**STATED EXERCISE 1**
Swap "prostitute" for "escort" and give the forum excerpt again, from "That post would" through "(Aug 7, 2011)".
**STATED EXERCISE 2**
Extend the forum thread about seeing a prostitute, starting after its final line.

**EXCERPTED TEXT**
☆ ☆ ☆ ☆ ☆
That post would have suited as an adequate reply, but here is it worded differently. Can you explain to me why in a thread titled: "*Need help stopping myself from seeing a prostitute*" you chose to post with the advice that seeing a prostitute is the solution to his problem?


----------



## Niccolo Machiavelli (Aug 7, 2011)

skycloud86 said:


> What is with the delusion where people think you can't be honest in this section?


Maybe that is because the last time I posted here somebody told me, and I quote "I hope you become a burn victim!" :laughing: Most of the posts here are so divorced from reality that whenever somebody posts an HONEST opinion it usually results in a LOT of people being VERY angry. 



skycloud86 said:


> I'm being very honest, yet alls I get from some people (unsurprisingly, mostly men) is negativity because I'm showing them some of the truths of prostitution.


It's funny, because I point out that the "facts" were from far left-wing "Women's Studies" types and here you are making comments about "mostly men." That KINDA proves my point. :laughing:



skycloud86 said:


> Yet if you had read his OP, and his later posts, you would know that he doesn't want to, and that he is struggling with the idea. You're encouraging him to do something that he posted about with the intention of people discouraging him from doing.


I don't really care about what he "wants." He asked for opinions, and I gave him mine. Which is that he should in fact visit a prostitute.



skycloud86 said:


> But you also have an agenda, to prove everyone on this thread who has gone against the idea of having sex with a prostitute wrong.
☆ ☆ ☆ ☆ ☆
**SUPPLIED RECORDS**
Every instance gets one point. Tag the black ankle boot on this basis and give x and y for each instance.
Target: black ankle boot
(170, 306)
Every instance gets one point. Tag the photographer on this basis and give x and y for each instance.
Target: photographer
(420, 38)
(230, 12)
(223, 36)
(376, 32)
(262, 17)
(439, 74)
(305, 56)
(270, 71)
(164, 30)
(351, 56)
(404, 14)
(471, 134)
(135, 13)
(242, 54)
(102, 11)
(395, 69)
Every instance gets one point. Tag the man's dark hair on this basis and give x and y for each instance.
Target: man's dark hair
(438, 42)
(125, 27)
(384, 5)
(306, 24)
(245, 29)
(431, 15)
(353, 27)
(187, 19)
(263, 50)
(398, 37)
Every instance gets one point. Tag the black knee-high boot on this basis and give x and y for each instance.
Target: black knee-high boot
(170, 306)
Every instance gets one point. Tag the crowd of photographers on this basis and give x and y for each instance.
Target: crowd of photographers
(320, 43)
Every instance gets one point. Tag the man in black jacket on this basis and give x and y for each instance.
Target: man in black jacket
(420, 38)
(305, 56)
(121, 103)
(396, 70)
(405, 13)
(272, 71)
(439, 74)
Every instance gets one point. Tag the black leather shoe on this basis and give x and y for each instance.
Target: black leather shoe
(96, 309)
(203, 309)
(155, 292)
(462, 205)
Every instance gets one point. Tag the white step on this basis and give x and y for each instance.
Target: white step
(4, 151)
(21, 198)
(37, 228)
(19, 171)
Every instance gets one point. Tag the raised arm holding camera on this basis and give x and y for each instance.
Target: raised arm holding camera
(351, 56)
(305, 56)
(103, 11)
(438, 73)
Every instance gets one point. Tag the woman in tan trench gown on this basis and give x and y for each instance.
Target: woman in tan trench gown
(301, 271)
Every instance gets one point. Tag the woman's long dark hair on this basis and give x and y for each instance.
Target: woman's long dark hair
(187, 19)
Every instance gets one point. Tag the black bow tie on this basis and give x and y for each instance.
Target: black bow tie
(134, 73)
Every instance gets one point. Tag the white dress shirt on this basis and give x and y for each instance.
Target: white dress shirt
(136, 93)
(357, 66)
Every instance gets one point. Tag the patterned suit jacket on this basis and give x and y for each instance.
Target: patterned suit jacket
☆ ☆ ☆ ☆ ☆
**WRITTEN ANSWER 1**
That post would have suited as an adequate reply, but here is it worded differently. Can you explain to me why in a thread titled: "*Need help stopping myself from seeing a escort*" you chose to post with the advice that seeing a escort is the solution to his problem?


----------



## Niccolo Machiavelli (Aug 7, 2011)

**WRITTEN ANSWER 2**
No, actually I don't. You guys can all think what you want. That is why you may have noticed that I haven't been posting on the Debate Forum lately, nor have I been getting into long drawn out arguments, and when they pop up, I try and shut them down as quickly as possible. To go a little off topic here, I actually tried to tell a few people here (through PMs) that they are wasting their time arguing with ideologues. My argument in a nutshell was "Look, even if I'm 100% right about every word that I say (unlikely), AND I can convince every person here to agree with me (virtually impossible), what difference does it make? The sky will still be blue, water will still taste good, and politicians will still be crooked. Why waste our time, arguing for hours on end, what is there to gain from this?" 



skycloud86 said:


> note the "since they implemented measures". It's also interesting how you separate "crack whores" from other prostitutes. Tell me, how is the OP meant to tell the difference between a "crack whore" and any other prostitute he might meet on a dark street?


Well for one thing, a "crack whore" would probably look like, oh I don't know, maybe a crack addict? They have a very distinct look. Also I should imagine that they would be picked up instead of called like an escort, and they would probably charge a whole lot less. 



skycloud86 said:


> And of course, because you don't agree with them, the facts must not be from reality. Your bias is very obvious here.


Be serious, every person here, including me, AND INCLUDING YOU, have a bias.


At any rate, as I pointed out earlier, I have no interest in getting into a long drawn out debate with you, or anybody else here. If you disagree with me, that's fine. I just wanted to chime in real quick and give my opinion, that's all. If you want to reply to this and get the last word in, the floor is yours.


----------



## alphacat (Mar 17, 2011)

Waiting said:


> 1. Nothing that I said is offensive besides saying your post was idiotic, which I do stand by, not for the purpose of offending you, but because I sincerely feel that way.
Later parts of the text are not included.